An example of a valid YAML configuration file is included in the Sample input file section. While you may use this particular file for testing and validation purposes, your program must accept an arbitrary file path as its input.
Each HTTP endpoint element in the YAML list has the following schema:
- name (string, required) — A free-text name to describe the HTTP endpoint.
- url (string, required) — The URL of the HTTP endpoint.
- method (string, optional) — The HTTP method of the endpoint.
- headers (dictionary, optional) — The HTTP headers to include in the request.
- body (string, optional) — The HTTP body to include in the request.
An example YAML was provided, but it does seem to make some an assumption that the input is actually an array. Additionally, the array does not seem to be properly formatted YAML. This has been corrected so we can correctly parse the file:
sites:
- headers:
- "User-Agent: fetch-synthetic-monitor"
method: GET
name: fetch index page
url: https://fetch.com/
- headers:
- "User-Agent: fetch-synthetic-monitor"
method: GET
name: fetch careers page
url: https://fetch.com/careers
- body: '{"foo":"bar"}'
headers:
- "Content-Type: application/json"
- "User-Agent: fetch-synthetic-monitor"

■ Excerpted data:
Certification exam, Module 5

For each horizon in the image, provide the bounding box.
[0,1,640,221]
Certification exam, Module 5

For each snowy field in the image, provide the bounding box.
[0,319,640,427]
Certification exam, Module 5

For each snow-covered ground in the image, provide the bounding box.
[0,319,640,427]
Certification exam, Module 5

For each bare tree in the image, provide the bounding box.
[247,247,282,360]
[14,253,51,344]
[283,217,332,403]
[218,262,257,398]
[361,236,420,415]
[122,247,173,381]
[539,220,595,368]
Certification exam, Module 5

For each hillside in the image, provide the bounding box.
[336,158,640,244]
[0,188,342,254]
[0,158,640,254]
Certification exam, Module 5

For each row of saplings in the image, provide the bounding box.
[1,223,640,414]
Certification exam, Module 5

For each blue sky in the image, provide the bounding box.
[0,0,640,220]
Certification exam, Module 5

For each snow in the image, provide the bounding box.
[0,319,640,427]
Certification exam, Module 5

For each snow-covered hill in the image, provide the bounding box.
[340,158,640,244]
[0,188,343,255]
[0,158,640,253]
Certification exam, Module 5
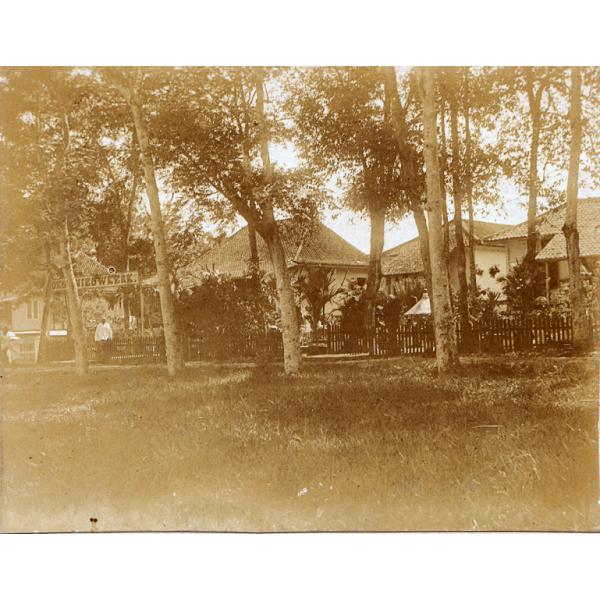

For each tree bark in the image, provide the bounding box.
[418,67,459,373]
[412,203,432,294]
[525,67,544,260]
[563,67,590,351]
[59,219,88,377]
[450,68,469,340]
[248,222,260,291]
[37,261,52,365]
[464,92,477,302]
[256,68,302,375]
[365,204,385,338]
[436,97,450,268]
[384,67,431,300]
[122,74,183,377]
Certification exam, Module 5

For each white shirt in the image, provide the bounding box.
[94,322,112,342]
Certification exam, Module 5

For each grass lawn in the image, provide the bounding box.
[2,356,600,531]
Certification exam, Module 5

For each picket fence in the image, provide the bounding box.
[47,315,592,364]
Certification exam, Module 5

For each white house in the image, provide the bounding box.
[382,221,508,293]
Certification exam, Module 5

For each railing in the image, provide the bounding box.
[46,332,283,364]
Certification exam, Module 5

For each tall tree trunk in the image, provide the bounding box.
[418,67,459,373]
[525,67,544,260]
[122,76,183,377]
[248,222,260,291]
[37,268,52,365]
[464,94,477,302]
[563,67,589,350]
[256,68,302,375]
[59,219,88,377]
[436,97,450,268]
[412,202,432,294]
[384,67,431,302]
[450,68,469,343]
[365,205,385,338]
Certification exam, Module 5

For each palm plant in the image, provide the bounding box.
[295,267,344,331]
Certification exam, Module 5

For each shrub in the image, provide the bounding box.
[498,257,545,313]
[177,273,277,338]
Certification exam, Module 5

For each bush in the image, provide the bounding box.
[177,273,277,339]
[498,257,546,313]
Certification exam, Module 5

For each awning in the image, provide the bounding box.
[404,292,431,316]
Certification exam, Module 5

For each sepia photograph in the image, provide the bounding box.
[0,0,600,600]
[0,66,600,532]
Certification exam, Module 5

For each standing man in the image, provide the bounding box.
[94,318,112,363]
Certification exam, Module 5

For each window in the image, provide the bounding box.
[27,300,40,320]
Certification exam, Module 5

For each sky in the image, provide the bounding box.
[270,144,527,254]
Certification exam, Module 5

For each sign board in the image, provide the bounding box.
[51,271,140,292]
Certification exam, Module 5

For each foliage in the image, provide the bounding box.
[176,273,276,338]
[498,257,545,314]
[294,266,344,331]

■ Required work:
A – Reproduce the entire text on the YAML configuration file, word for word.
B – From the records, pull out every line that includes the word "white".

■ Exercise results:
A –
An example of a valid YAML configuration file is included in the Sample input file section. While you may use this particular file for testing and validation purposes, your program must accept an arbitrary file path as its input.
Each HTTP endpoint element in the YAML list has the following schema:
- name (string, required) — A free-text name to describe the HTTP endpoint.
- url (string, required) — The URL of the HTTP endpoint.
- method (string, optional) — The HTTP method of the endpoint.
- headers (dictionary, optional) — The HTTP headers to include in the request.
- body (string, optional) — The HTTP body to include in the request.
An example YAML was provided, but it does seem to make some an assumption that the input is actually an array. Additionally, the array does not seem to be properly formatted YAML. This has been corrected so we can correctly parse the file:
sites:
- headers:
- "User-Agent: fetch-synthetic-monitor"
method: GET
name: fetch index page
url: https://fetch.com/
- headers:
- "User-Agent: fetch-synthetic-monitor"
method: GET
name: fetch careers page
url: https://fetch.com/careers
- body: '{"foo":"bar"}'
headers:
- "Content-Type: application/json"
- "User-Agent: fetch-synthetic-monitor"

B –
For each white shirt in the image, provide the bounding box.
For each white house in the image, provide the bounding box.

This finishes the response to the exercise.